#### Assigned task:
Without changing anything, copy out each entry.

Point localization data:
_ _ _
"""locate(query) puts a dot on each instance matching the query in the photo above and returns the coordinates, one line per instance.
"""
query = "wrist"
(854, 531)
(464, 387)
_ _ _
#### Task response:
"""locate(query) puts a dot on each instance matching the query in the photo above and returns the coordinates, one line per instance.
"""
query = "wrist"
(854, 531)
(464, 387)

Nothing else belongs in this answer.